WRITTEN EXERCISE A ▸ Output everything from "and it seemed" down to "championship that afternoon." in the text about Jackie and François's racing seasons, copied word for word.

SOURCE EXTRACT ▸
-- BEGIN --

ANYWAY.  after their success that year, 1972 was... not the best.  Jackie finished 2nd in the championship and François finished 6th, which wasn't terrible, but Jackie went through three different car styles, and there were retirements and non-classifications on François's part.  a bright side?  François came second with Matra-Simca at Le Mans!  i am not 100% sure if these pictures are from Le Mans, BUT here are pictures of Jackie visiting François while François was taking part in other series:

but 1973 had a lot of promise for them.  they were both on podium for the first race of the season!

and it seemed to go pretty smoothly from there.  there were a few hiccups along the way, but overall, the Tyrrell Twins were showing a pretty consistent performance, and there were lots of shared podiums and generally beautiful moments.  i think one of the most interesting aspects of that season was Monza, though.   Jackie had an issue with his engine right before the race, and while the team had a brand new engine, it was completely untested, and they felt unsafe running it.  instead, they decided to equip Jackie's car with the only other engine they had on hand: François's old one from Austria.  and François went nuts.  since he considered the old engine a complete throwaway, he actually marched right up to Ken Tyrrell and let him know that he thought they were sabotaging Jackie's chances of winning the championship that afternoon.

-- END --

RECORDS PROVIDED ▸
-- BEGIN --

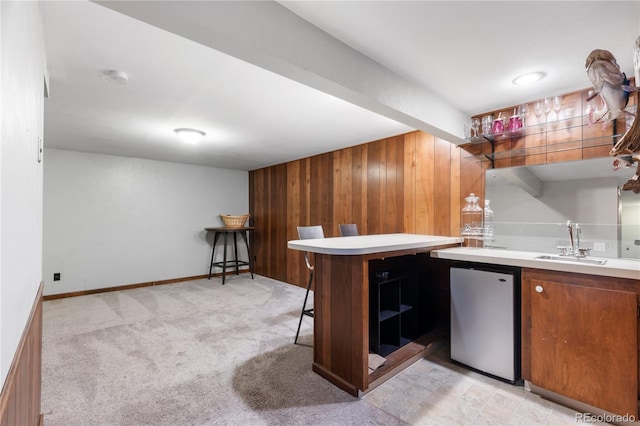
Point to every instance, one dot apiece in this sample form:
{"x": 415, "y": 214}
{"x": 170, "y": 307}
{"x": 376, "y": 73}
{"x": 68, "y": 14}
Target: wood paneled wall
{"x": 410, "y": 183}
{"x": 413, "y": 183}
{"x": 20, "y": 401}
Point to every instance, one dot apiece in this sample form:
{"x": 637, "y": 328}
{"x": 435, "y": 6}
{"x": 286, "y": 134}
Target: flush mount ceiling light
{"x": 528, "y": 78}
{"x": 116, "y": 77}
{"x": 190, "y": 135}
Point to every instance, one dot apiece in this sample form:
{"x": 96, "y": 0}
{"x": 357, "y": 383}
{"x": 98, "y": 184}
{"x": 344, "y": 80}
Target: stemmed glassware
{"x": 557, "y": 106}
{"x": 547, "y": 108}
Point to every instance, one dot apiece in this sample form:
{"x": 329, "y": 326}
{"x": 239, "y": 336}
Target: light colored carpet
{"x": 193, "y": 353}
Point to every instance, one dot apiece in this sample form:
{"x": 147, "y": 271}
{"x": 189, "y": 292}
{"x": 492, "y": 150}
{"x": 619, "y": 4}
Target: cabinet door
{"x": 584, "y": 344}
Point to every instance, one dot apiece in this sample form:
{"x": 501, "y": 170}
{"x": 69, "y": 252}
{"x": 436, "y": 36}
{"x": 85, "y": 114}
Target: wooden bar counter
{"x": 341, "y": 304}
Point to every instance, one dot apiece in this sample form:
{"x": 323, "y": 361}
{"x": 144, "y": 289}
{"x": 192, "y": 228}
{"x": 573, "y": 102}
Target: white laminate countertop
{"x": 619, "y": 268}
{"x": 367, "y": 244}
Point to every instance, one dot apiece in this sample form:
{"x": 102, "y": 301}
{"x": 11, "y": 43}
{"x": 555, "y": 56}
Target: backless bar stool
{"x": 307, "y": 233}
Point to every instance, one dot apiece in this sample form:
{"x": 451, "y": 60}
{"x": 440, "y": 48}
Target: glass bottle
{"x": 471, "y": 216}
{"x": 488, "y": 221}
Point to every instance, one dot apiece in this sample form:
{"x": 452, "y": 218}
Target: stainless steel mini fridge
{"x": 485, "y": 319}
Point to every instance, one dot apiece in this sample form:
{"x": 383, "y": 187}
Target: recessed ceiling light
{"x": 528, "y": 78}
{"x": 190, "y": 135}
{"x": 116, "y": 77}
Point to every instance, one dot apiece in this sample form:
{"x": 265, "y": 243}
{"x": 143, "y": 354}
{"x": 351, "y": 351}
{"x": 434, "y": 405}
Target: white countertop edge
{"x": 617, "y": 268}
{"x": 368, "y": 244}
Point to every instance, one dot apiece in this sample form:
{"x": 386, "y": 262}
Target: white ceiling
{"x": 268, "y": 87}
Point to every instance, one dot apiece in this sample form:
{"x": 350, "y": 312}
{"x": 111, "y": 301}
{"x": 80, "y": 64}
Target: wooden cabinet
{"x": 580, "y": 337}
{"x": 342, "y": 314}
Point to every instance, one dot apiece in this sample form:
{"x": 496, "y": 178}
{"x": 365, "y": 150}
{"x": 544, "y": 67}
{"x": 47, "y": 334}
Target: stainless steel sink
{"x": 573, "y": 259}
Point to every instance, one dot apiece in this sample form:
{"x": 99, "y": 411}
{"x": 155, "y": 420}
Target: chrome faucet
{"x": 570, "y": 229}
{"x": 574, "y": 249}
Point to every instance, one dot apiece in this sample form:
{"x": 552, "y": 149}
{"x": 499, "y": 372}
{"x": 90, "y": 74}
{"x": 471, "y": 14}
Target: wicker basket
{"x": 234, "y": 221}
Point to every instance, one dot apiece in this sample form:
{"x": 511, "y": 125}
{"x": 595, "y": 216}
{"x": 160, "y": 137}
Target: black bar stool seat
{"x": 235, "y": 262}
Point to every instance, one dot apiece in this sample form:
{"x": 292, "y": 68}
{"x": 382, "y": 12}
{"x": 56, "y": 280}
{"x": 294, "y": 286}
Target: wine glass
{"x": 547, "y": 108}
{"x": 475, "y": 125}
{"x": 557, "y": 106}
{"x": 538, "y": 109}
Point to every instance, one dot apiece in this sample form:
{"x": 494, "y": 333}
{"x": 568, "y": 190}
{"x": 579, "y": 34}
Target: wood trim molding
{"x": 132, "y": 286}
{"x": 20, "y": 400}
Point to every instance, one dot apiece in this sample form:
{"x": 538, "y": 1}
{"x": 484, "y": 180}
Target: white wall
{"x": 112, "y": 221}
{"x": 21, "y": 88}
{"x": 528, "y": 223}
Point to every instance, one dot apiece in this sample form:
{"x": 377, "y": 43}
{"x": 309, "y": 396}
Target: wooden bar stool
{"x": 235, "y": 262}
{"x": 307, "y": 233}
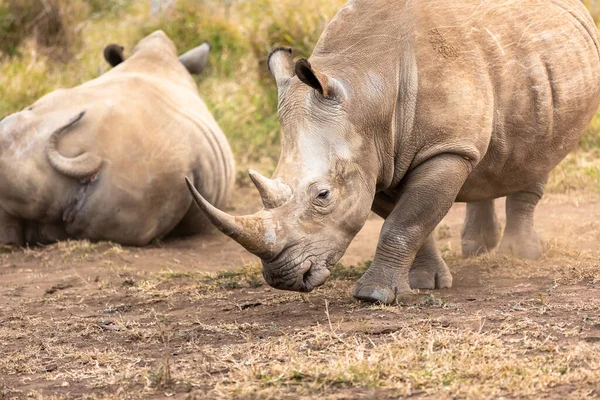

-- END --

WRITTEN EXERCISE B ▸ Gather every line of the entries that contains the word "countertop", treating uppercase and lowercase as different.

EXERCISE SOLUTION A ▸
and it seemed to go pretty smoothly from there.  there were a few hiccups along the way, but overall, the Tyrrell Twins were showing a pretty consistent performance, and there were lots of shared podiums and generally beautiful moments.  i think one of the most interesting aspects of that season was Monza, though.   Jackie had an issue with his engine right before the race, and while the team had a brand new engine, it was completely untested, and they felt unsafe running it.  instead, they decided to equip Jackie's car with the only other engine they had on hand: François's old one from Austria.  and François went nuts.  since he considered the old engine a complete throwaway, he actually marched right up to Ken Tyrrell and let him know that he thought they were sabotaging Jackie's chances of winning the championship that afternoon.

EXERCISE SOLUTION B ▸
Target: white laminate countertop
Target: white countertop edge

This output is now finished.